→ **Exercise**
Repeat the material below word for word and leave out all pictures.

# # # # # # #

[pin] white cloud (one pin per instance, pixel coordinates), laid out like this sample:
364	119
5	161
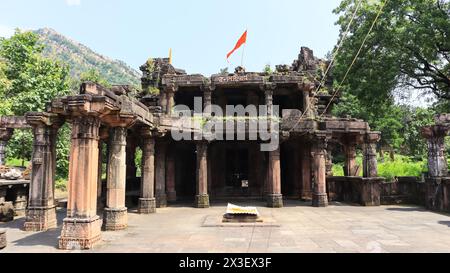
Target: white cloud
71	3
6	31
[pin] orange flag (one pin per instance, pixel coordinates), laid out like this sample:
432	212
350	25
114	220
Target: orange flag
241	41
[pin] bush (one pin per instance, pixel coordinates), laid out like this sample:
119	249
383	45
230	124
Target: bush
401	166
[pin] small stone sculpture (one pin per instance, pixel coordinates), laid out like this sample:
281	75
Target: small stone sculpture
12	174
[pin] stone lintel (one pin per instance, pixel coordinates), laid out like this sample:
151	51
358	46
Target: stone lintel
14	122
372	137
43	119
119	120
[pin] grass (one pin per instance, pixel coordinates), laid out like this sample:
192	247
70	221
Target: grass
16	162
401	166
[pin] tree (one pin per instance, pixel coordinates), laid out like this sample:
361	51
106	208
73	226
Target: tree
408	47
34	80
27	82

# # # # # # #

→ **Task response**
[pin] white cloud (one pin per instance, pixel coordinates), laid out like this sample:
364	119
5	161
Target: white cloud
71	3
6	31
[pin] orange flag (one pin per instance, pixel coordinates), laid out like this sample:
432	212
350	25
114	220
Target: orange flag
241	41
[pin] bush (one pin per instance, pixel coordinates), laid out like this sample:
119	249
383	45
230	124
Target: bush
401	166
[pin] small stone sculpture (one pin per instance, pixel coordinates), laid out like this sample:
281	75
Target: small stone sculpture
12	174
[pin] stone lintel (one pin per instance, pixel coordinates), laid out like this sample:
151	51
358	46
Target: stone lintel
14	122
372	137
43	119
119	120
[pin] grass (one pin per instance, pixel coordinates), laid out like this sample:
192	247
70	221
Target: grass
16	162
401	166
[pin] tree (one pin per instance, pixel coordinates), laid out like this sample:
361	51
106	208
73	226
Target: tree
408	47
34	80
27	82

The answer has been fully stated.